__Records provided__
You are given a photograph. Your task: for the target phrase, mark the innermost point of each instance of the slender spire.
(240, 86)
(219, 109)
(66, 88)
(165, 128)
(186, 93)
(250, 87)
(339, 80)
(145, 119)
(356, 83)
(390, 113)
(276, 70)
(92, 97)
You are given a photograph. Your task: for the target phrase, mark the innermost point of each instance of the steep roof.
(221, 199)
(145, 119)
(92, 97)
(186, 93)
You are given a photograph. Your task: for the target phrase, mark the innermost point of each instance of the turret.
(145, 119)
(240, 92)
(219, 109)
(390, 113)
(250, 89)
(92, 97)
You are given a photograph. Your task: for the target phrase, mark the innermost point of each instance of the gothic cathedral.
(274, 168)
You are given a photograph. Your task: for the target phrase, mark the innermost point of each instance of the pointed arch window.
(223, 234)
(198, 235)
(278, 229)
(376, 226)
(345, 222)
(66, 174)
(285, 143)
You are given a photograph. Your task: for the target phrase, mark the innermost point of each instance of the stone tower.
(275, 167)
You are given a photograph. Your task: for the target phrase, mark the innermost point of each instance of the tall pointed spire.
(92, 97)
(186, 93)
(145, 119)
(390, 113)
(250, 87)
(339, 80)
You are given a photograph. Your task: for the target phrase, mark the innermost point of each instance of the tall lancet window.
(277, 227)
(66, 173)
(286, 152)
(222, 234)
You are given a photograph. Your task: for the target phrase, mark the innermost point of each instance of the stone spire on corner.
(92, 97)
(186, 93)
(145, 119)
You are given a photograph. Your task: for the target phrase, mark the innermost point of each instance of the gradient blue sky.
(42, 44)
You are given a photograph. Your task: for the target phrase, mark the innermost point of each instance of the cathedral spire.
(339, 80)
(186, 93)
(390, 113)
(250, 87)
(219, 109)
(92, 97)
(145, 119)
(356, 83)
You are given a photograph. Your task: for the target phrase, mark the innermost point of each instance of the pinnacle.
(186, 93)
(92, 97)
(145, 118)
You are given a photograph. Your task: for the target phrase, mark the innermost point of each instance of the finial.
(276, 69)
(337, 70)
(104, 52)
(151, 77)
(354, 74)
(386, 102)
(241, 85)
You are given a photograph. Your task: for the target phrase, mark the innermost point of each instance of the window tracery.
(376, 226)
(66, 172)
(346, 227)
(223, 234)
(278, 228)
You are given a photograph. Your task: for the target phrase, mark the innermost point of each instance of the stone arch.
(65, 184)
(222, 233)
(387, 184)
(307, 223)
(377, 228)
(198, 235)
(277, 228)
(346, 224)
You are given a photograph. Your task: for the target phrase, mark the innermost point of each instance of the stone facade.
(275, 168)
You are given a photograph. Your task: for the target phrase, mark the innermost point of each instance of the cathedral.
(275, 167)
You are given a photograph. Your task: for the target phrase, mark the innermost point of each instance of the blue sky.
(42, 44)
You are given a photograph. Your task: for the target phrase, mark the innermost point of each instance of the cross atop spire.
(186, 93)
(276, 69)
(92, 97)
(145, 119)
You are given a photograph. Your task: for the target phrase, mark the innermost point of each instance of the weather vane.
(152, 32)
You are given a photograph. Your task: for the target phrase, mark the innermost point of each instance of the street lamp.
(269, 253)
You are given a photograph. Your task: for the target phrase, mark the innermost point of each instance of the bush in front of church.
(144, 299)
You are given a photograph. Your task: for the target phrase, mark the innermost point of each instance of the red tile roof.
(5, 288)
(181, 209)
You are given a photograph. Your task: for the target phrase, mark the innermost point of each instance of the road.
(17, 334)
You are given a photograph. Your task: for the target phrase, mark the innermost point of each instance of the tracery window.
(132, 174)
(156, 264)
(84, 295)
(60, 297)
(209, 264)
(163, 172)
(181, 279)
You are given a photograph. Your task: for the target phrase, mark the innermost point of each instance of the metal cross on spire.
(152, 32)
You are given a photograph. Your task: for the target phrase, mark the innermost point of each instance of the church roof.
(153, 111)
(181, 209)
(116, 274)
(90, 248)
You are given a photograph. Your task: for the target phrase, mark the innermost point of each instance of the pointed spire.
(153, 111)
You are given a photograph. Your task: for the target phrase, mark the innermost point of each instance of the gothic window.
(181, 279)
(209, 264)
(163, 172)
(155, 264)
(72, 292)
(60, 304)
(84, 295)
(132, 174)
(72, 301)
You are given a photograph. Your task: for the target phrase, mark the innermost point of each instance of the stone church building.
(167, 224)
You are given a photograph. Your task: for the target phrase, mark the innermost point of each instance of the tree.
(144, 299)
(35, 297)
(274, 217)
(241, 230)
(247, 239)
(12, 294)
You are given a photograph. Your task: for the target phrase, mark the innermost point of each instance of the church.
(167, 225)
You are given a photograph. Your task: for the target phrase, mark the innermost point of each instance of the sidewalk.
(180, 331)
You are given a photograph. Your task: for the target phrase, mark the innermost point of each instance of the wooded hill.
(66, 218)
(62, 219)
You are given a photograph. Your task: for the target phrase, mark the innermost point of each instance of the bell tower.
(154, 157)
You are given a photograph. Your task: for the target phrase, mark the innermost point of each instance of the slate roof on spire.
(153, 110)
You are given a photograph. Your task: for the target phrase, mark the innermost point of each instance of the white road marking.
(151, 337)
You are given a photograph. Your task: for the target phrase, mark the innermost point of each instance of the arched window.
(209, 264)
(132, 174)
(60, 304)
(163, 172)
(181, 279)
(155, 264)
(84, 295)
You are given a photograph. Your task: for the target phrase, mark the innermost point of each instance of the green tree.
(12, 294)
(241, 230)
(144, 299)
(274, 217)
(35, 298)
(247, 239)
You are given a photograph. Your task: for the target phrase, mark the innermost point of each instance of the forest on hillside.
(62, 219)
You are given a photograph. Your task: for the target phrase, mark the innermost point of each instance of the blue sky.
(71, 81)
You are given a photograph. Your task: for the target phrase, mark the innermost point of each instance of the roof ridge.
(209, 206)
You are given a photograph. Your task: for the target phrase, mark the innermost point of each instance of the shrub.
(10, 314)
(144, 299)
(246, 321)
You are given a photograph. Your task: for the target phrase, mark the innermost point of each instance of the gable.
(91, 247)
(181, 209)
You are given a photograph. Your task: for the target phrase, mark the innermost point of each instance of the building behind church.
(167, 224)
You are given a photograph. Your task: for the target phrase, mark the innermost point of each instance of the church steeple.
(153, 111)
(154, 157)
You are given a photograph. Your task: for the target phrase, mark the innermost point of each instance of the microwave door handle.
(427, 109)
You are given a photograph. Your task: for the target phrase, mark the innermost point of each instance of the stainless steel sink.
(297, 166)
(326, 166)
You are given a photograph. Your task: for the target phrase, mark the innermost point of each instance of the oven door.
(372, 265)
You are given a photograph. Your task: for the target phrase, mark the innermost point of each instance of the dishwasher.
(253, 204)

...

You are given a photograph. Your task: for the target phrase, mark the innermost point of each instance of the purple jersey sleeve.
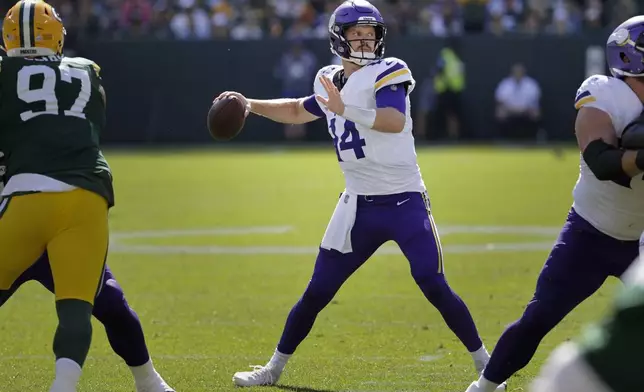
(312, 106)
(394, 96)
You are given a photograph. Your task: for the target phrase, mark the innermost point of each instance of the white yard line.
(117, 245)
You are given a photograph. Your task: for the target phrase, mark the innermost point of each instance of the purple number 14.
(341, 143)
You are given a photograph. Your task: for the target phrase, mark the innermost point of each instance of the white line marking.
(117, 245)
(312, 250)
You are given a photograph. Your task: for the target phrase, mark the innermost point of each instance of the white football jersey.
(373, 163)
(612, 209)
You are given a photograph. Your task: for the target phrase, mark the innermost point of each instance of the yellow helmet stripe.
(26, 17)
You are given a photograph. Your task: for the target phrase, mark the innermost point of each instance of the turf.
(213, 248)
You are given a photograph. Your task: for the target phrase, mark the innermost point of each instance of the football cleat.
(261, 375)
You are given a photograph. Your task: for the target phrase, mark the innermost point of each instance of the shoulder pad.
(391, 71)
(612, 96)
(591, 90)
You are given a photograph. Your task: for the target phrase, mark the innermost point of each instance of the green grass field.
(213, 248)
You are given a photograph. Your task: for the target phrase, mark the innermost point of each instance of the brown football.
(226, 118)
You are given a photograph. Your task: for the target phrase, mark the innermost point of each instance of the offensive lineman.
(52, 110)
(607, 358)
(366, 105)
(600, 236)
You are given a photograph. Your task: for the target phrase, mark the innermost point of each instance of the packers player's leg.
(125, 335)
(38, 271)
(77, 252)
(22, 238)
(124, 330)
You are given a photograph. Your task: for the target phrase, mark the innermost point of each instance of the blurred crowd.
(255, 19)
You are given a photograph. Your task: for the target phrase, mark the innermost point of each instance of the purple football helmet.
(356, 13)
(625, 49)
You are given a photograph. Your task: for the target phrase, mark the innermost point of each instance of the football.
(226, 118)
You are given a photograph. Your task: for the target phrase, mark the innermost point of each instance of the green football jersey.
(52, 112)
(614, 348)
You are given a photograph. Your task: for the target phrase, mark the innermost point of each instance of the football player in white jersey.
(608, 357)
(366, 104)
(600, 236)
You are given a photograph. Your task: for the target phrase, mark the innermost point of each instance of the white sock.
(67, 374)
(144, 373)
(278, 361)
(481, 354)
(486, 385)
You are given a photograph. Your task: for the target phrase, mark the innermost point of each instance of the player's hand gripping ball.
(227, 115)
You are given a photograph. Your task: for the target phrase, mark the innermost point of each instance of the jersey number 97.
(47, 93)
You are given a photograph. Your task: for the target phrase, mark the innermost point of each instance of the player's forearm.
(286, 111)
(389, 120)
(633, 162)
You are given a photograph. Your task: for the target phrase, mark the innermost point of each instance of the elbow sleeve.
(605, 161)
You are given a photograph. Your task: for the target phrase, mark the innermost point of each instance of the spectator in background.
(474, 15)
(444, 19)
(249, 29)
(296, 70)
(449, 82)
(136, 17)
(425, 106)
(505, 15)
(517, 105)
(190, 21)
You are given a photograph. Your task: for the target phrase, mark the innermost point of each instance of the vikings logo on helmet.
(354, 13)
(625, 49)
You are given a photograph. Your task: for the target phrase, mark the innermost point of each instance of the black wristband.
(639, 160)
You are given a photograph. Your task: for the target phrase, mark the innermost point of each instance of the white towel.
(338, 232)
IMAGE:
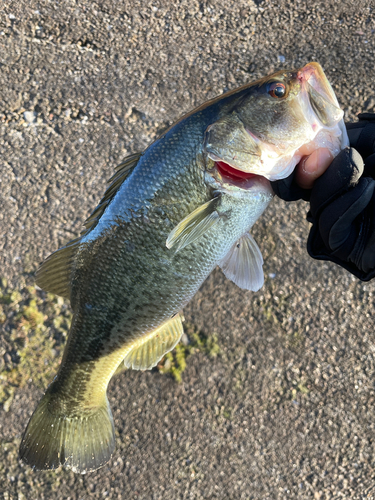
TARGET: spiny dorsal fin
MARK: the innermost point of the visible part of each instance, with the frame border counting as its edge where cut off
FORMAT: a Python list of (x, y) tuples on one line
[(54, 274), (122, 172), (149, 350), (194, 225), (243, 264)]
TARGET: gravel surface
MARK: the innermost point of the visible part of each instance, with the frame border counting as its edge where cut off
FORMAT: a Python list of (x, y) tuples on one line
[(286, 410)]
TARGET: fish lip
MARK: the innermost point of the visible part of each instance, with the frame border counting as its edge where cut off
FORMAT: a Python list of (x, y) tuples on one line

* * *

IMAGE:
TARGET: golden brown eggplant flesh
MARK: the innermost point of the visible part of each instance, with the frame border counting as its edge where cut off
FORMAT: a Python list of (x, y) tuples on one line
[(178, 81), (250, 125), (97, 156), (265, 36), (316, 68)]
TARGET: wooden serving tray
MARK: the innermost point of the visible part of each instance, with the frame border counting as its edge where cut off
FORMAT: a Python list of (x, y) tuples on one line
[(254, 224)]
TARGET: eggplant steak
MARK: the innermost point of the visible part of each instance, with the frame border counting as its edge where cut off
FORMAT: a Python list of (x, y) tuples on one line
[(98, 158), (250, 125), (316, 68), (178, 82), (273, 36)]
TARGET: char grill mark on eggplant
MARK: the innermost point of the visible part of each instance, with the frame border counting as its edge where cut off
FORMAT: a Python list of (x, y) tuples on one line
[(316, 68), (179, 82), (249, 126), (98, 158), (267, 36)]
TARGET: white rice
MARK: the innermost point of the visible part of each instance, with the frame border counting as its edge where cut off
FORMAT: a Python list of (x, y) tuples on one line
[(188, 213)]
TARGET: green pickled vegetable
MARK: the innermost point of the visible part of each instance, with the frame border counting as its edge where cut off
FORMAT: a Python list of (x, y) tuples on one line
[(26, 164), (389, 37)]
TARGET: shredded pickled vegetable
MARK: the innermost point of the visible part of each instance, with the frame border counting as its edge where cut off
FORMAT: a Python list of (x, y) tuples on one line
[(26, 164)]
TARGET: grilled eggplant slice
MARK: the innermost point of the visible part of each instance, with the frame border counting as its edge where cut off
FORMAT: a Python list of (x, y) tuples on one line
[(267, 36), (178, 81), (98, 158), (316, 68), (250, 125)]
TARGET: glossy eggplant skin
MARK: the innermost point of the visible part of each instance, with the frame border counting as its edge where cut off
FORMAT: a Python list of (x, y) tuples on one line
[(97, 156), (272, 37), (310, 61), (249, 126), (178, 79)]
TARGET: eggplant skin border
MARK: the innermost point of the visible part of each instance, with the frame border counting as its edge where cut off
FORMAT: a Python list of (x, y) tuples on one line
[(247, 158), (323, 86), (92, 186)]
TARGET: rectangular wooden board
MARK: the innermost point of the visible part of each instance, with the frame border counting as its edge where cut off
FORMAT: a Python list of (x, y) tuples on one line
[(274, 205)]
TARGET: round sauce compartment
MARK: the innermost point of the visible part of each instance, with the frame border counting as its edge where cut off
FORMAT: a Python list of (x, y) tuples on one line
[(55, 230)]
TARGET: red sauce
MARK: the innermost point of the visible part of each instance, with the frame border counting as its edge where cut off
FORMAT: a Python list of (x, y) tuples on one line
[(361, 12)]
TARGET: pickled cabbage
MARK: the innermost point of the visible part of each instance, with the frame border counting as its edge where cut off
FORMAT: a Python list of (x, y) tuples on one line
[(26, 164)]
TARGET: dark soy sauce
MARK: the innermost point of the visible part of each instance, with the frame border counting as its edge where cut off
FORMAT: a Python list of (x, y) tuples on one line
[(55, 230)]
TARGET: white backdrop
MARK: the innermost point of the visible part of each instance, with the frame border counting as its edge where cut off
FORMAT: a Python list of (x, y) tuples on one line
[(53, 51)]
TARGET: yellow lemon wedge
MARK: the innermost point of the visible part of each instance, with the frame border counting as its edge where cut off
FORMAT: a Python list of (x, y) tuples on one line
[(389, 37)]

__Required action__
Wherever the word "pickled" appears in the listing above, copy the whole line.

__Exercise output__
TARGET: green pickled vegetable
TARGET: shredded pickled vegetable
TARGET: pickled cabbage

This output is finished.